> _Document extract_
[Start of section]
For me, any great debut gives me a sort of anxiety. Is this the beginning of a great career, or are they going to run out ideas? Will success change the nature of their work? Jug Face made me think of all that and more, because it’s incredible.
In a way, we are bound by the auteur theory. Even if Chad Crawford Kinkle hadn’t written and directed Jug Face, we’d still be giving him the credit, but it seems more justified here than usual. There is some fantastic acting as well, as The Woman transplants Lauren Ashley Carter and Sean Bridgers show the depth of their talent here, and Larry Fesseneden and Sean Young light up the screen. Not that there’s a weak performance in the film.
Jug Face is about a monster in a pit, and some hicks in the woods. This sounds like the sort of movie that you’ve seen before. It is not.
The creature in the pit is never seen, and its attacks, I suspect, were just to give the film some movement. The movie instead focuses on Ada, a rather thoughtless young girl living a banal nightmare in a very closed rural community that worships a creature in a pit. Since there is no access to doctors or traditional medicine, these few people have a deal with the pit, immunity to “the pox” and other ills, in exchange for an occasional human sacrifice.
The victim is chosen by the potter, who has a vision and then crafts a jug face of the next to die. The victim is always willing.
[End of section]
> _Data for analysis_
[Start of section]
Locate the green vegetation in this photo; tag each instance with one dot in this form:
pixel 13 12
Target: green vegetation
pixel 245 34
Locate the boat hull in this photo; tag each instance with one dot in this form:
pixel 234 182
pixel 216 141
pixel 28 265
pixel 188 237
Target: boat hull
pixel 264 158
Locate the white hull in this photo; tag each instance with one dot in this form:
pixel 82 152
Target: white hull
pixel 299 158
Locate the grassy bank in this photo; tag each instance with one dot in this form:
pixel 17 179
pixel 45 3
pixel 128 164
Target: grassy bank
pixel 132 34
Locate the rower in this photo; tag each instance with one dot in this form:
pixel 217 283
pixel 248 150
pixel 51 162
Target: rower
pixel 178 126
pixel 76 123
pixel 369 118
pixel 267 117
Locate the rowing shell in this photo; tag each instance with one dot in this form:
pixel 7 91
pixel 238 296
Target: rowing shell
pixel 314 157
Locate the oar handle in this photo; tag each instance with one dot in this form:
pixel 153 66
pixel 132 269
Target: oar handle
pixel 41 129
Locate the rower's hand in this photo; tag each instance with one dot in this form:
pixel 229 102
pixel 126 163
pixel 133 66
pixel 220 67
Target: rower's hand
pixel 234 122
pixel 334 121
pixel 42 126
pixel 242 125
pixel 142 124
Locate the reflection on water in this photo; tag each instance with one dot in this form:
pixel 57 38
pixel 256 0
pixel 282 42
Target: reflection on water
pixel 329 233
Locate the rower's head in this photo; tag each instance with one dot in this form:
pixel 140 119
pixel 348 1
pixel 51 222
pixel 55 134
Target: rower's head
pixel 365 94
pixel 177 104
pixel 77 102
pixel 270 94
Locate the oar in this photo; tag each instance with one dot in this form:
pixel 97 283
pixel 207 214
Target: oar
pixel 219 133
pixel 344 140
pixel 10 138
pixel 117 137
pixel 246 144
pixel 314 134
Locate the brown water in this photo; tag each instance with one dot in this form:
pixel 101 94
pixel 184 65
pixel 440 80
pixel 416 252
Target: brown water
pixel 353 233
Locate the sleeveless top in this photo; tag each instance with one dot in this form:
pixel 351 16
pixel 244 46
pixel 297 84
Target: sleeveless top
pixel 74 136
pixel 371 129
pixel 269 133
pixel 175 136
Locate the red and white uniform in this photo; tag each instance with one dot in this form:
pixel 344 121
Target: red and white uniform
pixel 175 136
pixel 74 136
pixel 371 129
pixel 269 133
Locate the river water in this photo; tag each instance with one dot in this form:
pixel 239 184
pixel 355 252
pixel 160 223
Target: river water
[End of section]
> _What you need to do_
1: In the Jug Face review, who chooses the victim of each sacrifice?
2: Quote the passage from the Jug Face review starting with "The creature in" and going on through "occasional human sacrifice.".

> _Set of answers_
1: The potter, who has a vision and then crafts a jug face of the next to die.

2:
The creature in the pit is never seen, and its attacks, I suspect, were just to give the film some movement. The movie instead focuses on Ada, a rather thoughtless young girl living a banal nightmare in a very closed rural community that worships a creature in a pit. Since there is no access to doctors or traditional medicine, these few people have a deal with the pit, immunity to “the pox” and other ills, in exchange for an occasional human sacrifice.